Recent conference papers and publications

VBG PhD Research Interests

Research

Highlights from Our Research Team

For a number of years, VBG has maintained an active relationship with a Tier 1 Research University. Through VBG's sponsorship of PhD students, we are able to work together to explore topics of interest in artificial intelligence and deep learning, machine learning, natural language processing, and digital signal processing among others. Not all research is commercially focused, but many projects do have commercial implications. Here we highlight some of the research team's recent work that VBG is adapting for its products.

Abstract

The performance of automatic speaker verification (ASV) systems could be degraded by voice spoofing attacks. Most existing works aimed to develop standalone spoofing countermeasure (CM) systems. Relatively little work targeted at developing an integrated spoofing aware speaker verification (SASV) system. In the recent SASV challenge, the organizers encourage the development of such integration by releasing official protocols and baselines. In this paper, we build a probabilistic framework for fusing the ASV and CM subsystem scores. We further propose fusion strategies for direct inference and fine-tuning to predict the SASV score based on the framework. Surprisingly, these strategies significantly improve the SASV equal error rate (EER) from 19.31% of the baseline to 1.53% on the official evaluation trials of the SASV challenge. We verify the effectiveness of our proposed components through ablation studies and provide insights with score distribution analysis.
━━━━━━━━
Written problem 1 :: Reproduce word for word the part of the research page starting with "Recent conference papers" and going on through "for its products.".

Available records ::
━━━━━━━━
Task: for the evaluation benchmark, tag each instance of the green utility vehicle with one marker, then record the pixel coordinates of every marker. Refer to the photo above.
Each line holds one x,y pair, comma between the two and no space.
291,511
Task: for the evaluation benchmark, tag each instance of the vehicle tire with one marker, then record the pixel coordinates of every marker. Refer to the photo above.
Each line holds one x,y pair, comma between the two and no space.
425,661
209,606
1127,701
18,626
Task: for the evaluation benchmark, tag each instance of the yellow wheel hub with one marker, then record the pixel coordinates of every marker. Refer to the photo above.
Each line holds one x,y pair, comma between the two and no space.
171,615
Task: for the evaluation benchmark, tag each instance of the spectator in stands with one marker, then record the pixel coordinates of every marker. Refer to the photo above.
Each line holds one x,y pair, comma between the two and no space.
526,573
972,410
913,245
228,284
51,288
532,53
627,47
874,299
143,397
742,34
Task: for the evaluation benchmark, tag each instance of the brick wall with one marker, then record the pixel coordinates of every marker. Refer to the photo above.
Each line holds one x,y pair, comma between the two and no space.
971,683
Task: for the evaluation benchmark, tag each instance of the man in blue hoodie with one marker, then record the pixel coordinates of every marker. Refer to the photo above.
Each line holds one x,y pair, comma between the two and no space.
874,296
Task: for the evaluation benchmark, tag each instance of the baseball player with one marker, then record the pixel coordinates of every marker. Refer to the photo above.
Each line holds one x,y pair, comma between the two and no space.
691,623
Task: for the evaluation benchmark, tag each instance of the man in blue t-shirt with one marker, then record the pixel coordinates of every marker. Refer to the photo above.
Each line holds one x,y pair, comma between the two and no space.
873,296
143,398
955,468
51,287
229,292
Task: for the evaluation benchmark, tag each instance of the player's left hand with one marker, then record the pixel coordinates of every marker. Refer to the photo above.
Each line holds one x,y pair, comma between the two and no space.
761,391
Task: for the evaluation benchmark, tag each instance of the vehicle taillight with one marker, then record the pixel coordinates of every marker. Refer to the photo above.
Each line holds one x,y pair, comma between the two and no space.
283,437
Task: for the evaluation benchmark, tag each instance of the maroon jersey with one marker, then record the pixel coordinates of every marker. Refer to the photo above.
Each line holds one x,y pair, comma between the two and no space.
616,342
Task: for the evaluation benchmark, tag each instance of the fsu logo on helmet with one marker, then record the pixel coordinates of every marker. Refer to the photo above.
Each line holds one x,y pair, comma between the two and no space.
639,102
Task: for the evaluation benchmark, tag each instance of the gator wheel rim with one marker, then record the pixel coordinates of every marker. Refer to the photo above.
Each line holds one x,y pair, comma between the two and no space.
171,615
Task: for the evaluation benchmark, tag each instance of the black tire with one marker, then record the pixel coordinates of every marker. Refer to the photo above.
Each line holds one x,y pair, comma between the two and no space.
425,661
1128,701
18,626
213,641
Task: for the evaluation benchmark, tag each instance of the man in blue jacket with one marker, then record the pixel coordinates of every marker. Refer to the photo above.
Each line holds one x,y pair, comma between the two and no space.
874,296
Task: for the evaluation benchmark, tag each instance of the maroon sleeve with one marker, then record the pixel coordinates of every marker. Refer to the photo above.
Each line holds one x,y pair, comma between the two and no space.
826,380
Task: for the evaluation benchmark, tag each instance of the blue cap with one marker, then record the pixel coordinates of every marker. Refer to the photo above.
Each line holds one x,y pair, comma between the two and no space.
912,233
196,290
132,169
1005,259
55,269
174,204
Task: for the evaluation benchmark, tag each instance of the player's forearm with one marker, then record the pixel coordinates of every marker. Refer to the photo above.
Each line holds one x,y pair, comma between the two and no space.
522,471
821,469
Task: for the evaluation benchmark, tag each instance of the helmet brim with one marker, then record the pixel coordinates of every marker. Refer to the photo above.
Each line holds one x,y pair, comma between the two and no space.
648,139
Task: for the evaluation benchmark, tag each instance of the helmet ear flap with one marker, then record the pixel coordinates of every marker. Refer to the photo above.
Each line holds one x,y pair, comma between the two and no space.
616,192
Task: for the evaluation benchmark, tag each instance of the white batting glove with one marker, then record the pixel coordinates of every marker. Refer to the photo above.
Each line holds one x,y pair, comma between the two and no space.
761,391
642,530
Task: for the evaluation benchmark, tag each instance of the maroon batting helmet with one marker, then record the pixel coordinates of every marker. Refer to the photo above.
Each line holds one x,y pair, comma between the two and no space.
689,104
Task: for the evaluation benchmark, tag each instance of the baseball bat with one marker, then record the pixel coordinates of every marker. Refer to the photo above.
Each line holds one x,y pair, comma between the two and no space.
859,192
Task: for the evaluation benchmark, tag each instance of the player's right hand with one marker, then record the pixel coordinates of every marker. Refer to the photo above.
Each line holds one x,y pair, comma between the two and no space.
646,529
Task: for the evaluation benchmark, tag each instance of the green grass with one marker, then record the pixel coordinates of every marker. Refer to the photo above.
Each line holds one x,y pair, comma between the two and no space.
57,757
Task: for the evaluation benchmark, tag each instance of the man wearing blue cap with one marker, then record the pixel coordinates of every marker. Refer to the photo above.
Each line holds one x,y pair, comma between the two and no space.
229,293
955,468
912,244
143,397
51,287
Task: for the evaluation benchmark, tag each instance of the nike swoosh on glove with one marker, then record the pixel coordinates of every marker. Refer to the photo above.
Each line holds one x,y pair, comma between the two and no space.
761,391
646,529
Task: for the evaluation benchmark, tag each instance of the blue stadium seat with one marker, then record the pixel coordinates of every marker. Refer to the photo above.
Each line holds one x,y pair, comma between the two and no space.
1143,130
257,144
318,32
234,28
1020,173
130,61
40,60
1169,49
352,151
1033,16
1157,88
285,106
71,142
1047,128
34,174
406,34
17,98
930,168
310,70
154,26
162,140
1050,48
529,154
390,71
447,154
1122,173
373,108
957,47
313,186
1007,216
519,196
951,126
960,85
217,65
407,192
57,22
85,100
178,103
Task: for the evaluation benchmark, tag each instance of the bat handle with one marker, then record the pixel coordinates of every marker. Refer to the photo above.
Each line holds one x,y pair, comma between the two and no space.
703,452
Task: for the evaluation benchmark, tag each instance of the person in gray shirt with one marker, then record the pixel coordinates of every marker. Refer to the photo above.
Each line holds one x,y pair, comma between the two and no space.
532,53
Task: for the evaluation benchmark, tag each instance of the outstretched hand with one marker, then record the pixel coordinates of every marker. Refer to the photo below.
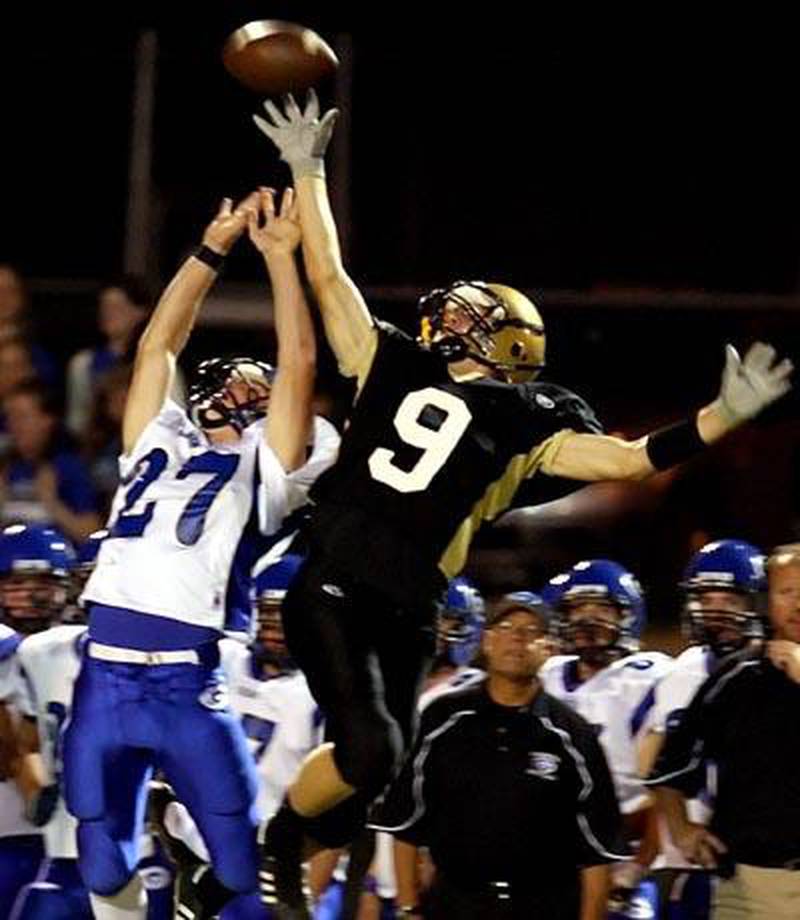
━━━━━━━━
Written problem 2 :: Output the lines of the records as a JSON list of strings, one string per line, starting with the line with "of the nike" and going on through the end of the records. Skip blank lines and leave the pictures out.

Final answer 1 ::
Recent conference papers and publications

VBG PhD Research Interests

Research

Highlights from Our Research Team

For a number of years, VBG has maintained an active relationship with a Tier 1 Research University. Through VBG's sponsorship of PhD students, we are able to work together to explore topics of interest in artificial intelligence and deep learning, machine learning, natural language processing, and digital signal processing among others. Not all research is commercially focused, but many projects do have commercial implications. Here we highlight some of the research team's recent work that VBG is adapting for its products.

Final answer 2 ::
[
  "Task: for the evaluation benchmark, tag each instance of the nike swoosh on glove with one marker, then record the pixel coordinates of every marker. Refer to the photo above.",
  "Each line holds one x,y pair, comma between the two and no space.",
  "761,391",
  "646,529",
  "Task: for the evaluation benchmark, tag each instance of the blue stadium seat with one marker, then record the pixel coordinates of every marker. Refer to the photo above.",
  "Each line holds one x,y pair, comma between the two and no space.",
  "1143,130",
  "257,144",
  "318,32",
  "234,28",
  "1020,173",
  "130,61",
  "40,60",
  "1169,49",
  "352,151",
  "1033,16",
  "1157,88",
  "285,106",
  "71,142",
  "1047,128",
  "34,174",
  "406,34",
  "17,98",
  "930,168",
  "310,70",
  "154,26",
  "162,140",
  "1050,48",
  "529,154",
  "390,71",
  "447,154",
  "1122,173",
  "373,108",
  "957,47",
  "313,186",
  "1007,216",
  "519,196",
  "951,126",
  "960,85",
  "217,65",
  "407,192",
  "57,22",
  "85,100",
  "178,103",
  "Task: for the evaluation benchmark, tag each instance of the bat handle with one marker, then record the pixel coordinates of every marker. Refer to the photo above.",
  "Each line holds one x,y pair, comma between the two and no space.",
  "703,452",
  "Task: for the evaluation benchmark, tag each instance of the person in gray shirt with one marker, then record the pixel coordinates of every marker. Refer to the photo above.",
  "Each line holds one x,y pair, comma between the two and no space.",
  "532,53",
  "Task: for the evaluation benchmark, tag each instance of the outstretched hand with one marker, then record the pixel coordinates of every marker. Refer to the photo below."
]